DIRECTIONS FOR THIS TASK.
Update the listing below by replacing "keypoint" with "marker" throughout, leaving everything else unchanged. Leave the pictures out of your version.

Image point annotation listing:
------------------------------

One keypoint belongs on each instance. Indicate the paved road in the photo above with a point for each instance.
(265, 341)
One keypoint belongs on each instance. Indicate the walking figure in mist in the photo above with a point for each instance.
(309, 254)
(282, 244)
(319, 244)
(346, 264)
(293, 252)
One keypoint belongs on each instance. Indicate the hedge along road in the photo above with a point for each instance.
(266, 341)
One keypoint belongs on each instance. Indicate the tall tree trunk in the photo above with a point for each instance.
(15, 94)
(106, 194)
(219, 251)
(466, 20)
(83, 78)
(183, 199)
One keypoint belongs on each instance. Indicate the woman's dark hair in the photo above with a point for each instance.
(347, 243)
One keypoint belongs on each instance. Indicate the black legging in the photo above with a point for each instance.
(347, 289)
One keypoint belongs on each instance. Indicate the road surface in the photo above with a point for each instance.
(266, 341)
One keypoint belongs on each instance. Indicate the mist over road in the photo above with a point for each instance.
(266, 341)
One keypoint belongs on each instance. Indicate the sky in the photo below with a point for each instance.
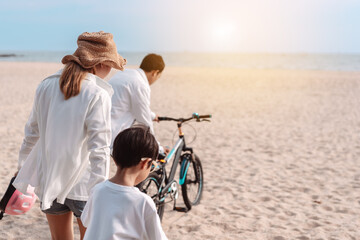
(261, 26)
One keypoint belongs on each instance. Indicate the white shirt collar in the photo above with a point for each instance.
(143, 75)
(98, 81)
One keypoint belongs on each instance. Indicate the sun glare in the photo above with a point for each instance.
(222, 31)
(223, 35)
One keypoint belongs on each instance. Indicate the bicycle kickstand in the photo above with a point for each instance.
(180, 209)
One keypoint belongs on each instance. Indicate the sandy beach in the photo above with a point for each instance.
(280, 156)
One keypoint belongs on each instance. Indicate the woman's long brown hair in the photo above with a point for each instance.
(71, 78)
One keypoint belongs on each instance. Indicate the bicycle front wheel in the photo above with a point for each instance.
(193, 184)
(151, 186)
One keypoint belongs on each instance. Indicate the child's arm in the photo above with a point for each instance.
(99, 137)
(153, 226)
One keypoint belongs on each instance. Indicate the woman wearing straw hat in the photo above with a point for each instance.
(65, 151)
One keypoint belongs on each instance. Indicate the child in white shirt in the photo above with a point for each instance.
(116, 208)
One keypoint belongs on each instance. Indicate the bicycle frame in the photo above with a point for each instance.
(174, 156)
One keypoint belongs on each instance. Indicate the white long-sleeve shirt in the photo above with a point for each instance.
(65, 151)
(131, 100)
(120, 212)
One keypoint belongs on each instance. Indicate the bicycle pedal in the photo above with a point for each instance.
(181, 209)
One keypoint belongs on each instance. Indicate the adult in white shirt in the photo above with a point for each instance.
(65, 151)
(131, 99)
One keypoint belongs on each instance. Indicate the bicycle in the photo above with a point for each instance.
(160, 184)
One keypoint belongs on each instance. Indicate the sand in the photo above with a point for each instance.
(280, 157)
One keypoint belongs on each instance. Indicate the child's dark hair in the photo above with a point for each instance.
(151, 62)
(132, 144)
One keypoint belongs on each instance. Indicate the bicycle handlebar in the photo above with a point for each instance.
(194, 116)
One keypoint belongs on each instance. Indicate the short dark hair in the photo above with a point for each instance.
(151, 62)
(132, 144)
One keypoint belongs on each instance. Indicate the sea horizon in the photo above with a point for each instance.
(286, 61)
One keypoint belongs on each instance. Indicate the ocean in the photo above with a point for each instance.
(331, 62)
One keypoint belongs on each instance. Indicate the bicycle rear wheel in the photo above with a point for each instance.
(151, 186)
(193, 184)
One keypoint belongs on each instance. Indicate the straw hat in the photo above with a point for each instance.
(94, 48)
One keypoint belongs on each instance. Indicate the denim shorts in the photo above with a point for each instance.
(74, 206)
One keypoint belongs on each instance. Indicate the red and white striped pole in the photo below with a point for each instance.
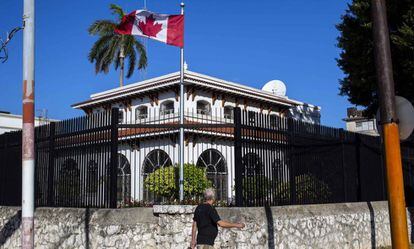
(28, 150)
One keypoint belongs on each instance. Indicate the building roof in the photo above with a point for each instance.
(190, 78)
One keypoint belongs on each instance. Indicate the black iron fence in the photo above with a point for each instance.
(283, 161)
(74, 163)
(126, 158)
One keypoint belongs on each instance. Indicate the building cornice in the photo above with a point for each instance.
(190, 78)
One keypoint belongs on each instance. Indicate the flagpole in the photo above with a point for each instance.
(181, 157)
(28, 150)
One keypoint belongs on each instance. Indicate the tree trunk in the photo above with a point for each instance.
(121, 62)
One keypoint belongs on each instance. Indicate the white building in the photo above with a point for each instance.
(207, 99)
(12, 122)
(357, 122)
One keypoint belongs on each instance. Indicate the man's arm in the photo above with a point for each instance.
(193, 235)
(227, 224)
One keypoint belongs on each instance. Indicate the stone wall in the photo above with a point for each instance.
(356, 225)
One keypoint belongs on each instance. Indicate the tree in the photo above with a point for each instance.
(112, 48)
(357, 56)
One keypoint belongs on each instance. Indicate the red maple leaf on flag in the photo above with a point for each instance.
(150, 27)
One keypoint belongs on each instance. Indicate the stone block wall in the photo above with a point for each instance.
(349, 225)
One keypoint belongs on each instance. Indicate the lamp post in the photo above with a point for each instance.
(389, 120)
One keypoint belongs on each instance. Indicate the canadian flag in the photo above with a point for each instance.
(164, 28)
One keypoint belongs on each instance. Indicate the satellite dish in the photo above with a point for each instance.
(405, 114)
(276, 87)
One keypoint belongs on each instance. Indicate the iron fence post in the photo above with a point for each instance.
(344, 185)
(238, 158)
(114, 157)
(51, 171)
(358, 165)
(292, 182)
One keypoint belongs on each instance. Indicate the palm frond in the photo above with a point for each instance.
(117, 10)
(102, 27)
(142, 63)
(132, 58)
(130, 53)
(98, 46)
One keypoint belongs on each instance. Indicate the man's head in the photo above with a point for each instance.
(209, 195)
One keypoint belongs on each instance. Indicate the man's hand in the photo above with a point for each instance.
(193, 244)
(240, 225)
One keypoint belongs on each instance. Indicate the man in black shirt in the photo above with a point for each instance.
(205, 221)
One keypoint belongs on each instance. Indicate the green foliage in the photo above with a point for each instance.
(110, 47)
(357, 56)
(307, 187)
(164, 181)
(250, 189)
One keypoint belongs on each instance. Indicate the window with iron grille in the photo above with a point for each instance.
(141, 112)
(123, 180)
(229, 112)
(154, 160)
(167, 107)
(216, 167)
(203, 107)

------------------------------

EXPECTED ANSWER.
One marker belongs on each instance. Indicate the paved road in the photo above with a point for each instance.
(265, 341)
One marker belongs on each instance. Indicate the walking figure in mist in the photo above with a point for each instance.
(309, 254)
(282, 244)
(319, 244)
(346, 264)
(293, 252)
One marker belongs on each instance. Indicate the hedge along road in the photo above with a point for each instance.
(266, 341)
One marker belongs on each instance. Indicate the tall tree trunk in the photo above with a point for each instance.
(15, 94)
(106, 194)
(219, 251)
(466, 20)
(83, 78)
(183, 199)
One marker belongs on each instance. Indicate the woman's dark hair in the photo above with a point for each instance.
(347, 243)
One marker belongs on each instance. Indicate the black legging in the photo above with a point for each instance.
(347, 289)
One marker belongs on each instance. Indicate the road surface in the photo above with a point for each instance.
(266, 341)
One marker belongs on each instance. Indicate the mist over road in the photo above with a point for each instance.
(266, 341)
One marker belongs on each instance. Indicate the sky in the photo below with a point for each instance.
(261, 26)
One marker belongs on each instance. Indicate the white shirt collar in the photo above with a point for each instance.
(143, 75)
(98, 81)
One marker belongs on each instance. Indicate the sun glare in the photo above with a point for each instance.
(222, 31)
(223, 35)
One marker belongs on each instance. Indicate the bicycle kickstand in the photo above with a point for each instance.
(180, 209)
One marker belongs on each instance. Indicate the sandy beach in the photo above with a point for each instance.
(280, 156)
One marker belongs on each instance. Indicate the woman's long brown hair in the photo above with a point for each instance.
(71, 78)
One marker belongs on each instance. Indicate the bicycle front wheel in the photo above with a point for each instance.
(193, 184)
(151, 186)
One marker belongs on each instance. Indicate the child's arm in the photo above with a point for each instance.
(99, 137)
(153, 226)
One marker belongs on each instance. Indicate the woman wearing straw hat in the photo above with a point for each instance.
(65, 151)
One marker belongs on each instance. Indicate the child in white shirt in the photo above with a point for each instance.
(116, 208)
One marker belongs on each instance. Indicate the bicycle frame in the photo above with a point for each instance.
(174, 156)
One marker belongs on each instance. Indicate the white long-sleeve shirt in the photo above with a point for each instance.
(65, 151)
(131, 100)
(120, 212)
One marker belongs on each instance. Indicate the bicycle pedal in the photo above with a point for each instance.
(181, 209)
One marker belongs on each instance. Indicate the adult in white shirt in the photo above with a point for each instance.
(65, 151)
(131, 99)
One marker belongs on each instance. Indicate the bicycle in the photo above with a point for each instance.
(160, 184)
One marker belongs on each instance. Indicate the sand in the photo above with a point for each instance.
(280, 157)
One marker belongs on each instance. Indicate the child's dark hair in the photo above with a point for each instance.
(151, 62)
(132, 144)
One marker belongs on each instance. Indicate the bicycle handlebar in the photo above with a point for each instance.
(194, 116)
One marker belongs on each instance. Indicate the short dark hair in the photo above with a point for each instance.
(151, 62)
(132, 144)
One marker belongs on each instance. Indicate the sea horizon in the photo above with a point for each instance.
(286, 61)
One marker belongs on each instance. Indicate the ocean in the photo above with a point for each instance.
(331, 62)
One marker belongs on each instance. Indicate the bicycle rear wheel in the photo above with a point for each instance.
(151, 186)
(193, 184)
One marker belongs on each instance. Indicate the straw hat in the photo above with a point for each instance.
(94, 48)
One marker belongs on each instance. Indicate the denim shorts in the photo above with a point for each instance.
(74, 206)
One marker belongs on each instance. Indicate the red and white striped pole in the photo below with a point for each instance.
(28, 150)
One marker belongs on each instance. Indicate the building roof in the photo above with a point for each instance.
(190, 78)
One marker belongs on each instance. Indicate the black iron fence in the photo above with a point for each instance.
(283, 161)
(74, 163)
(126, 158)
One marker belongs on each instance. Indicate the building cornice in the photo above with a point for each instance.
(190, 78)
One marker belongs on each instance. Indicate the flagpole in the photo above with a point for each instance.
(181, 157)
(28, 150)
One marker belongs on each instance. Indicate the tree trunk in the photo above with a point for each instance.
(121, 62)
One marker belongs on each instance. Indicate the white building in the photo above with a point for each instance.
(207, 99)
(12, 122)
(357, 122)
One marker belongs on each instance. Indicate the man's arm in the photo above with a point for each instance.
(193, 235)
(227, 224)
One marker belongs on each instance. Indicate the stone wall in the photo above with a point for each instance.
(356, 225)
One marker belongs on each instance. Indicate the tree in the photo above with a point for each instance.
(112, 48)
(357, 56)
One marker belongs on each instance. Indicate the red maple leaf on flag in the photo above with a point for each instance.
(150, 27)
One marker belongs on each instance. Indicate the stone block wall in the photo above with a point for each instance.
(349, 225)
One marker belongs on each instance. Indicate the lamp post in the photo above with a point for each instance.
(389, 120)
One marker belongs on each instance. Indicate the canadian flag in the photo above with a point for each instance.
(164, 28)
One marker belongs on each instance. Indicate the satellite dish in the photo above with a point for each instance.
(405, 114)
(276, 87)
One marker belongs on each instance. Indicate the iron fence post in the photo above with a point for each instance.
(344, 185)
(238, 158)
(114, 157)
(51, 171)
(358, 165)
(292, 182)
One marker belongs on each instance. Indicate the palm frond in the photo above with a point for each instance.
(117, 10)
(102, 27)
(142, 63)
(132, 58)
(130, 53)
(98, 46)
One marker belongs on each instance. Indicate the man's head in the photo above with a point for each instance.
(209, 195)
One marker belongs on each instance. Indicate the man's hand in the photo above with a point for each instance.
(193, 244)
(240, 225)
One marker belongs on each instance. Indicate the man in black shirt in the photo above with a point for each instance.
(205, 221)
One marker belongs on each instance. Indicate the green foliage in the photo above with a point for each instance.
(110, 47)
(357, 56)
(307, 187)
(164, 181)
(250, 189)
One marker belongs on each instance. Indicate the window with iron grille in the photo above with a point for each instance.
(141, 112)
(123, 180)
(229, 112)
(154, 160)
(167, 107)
(216, 167)
(203, 107)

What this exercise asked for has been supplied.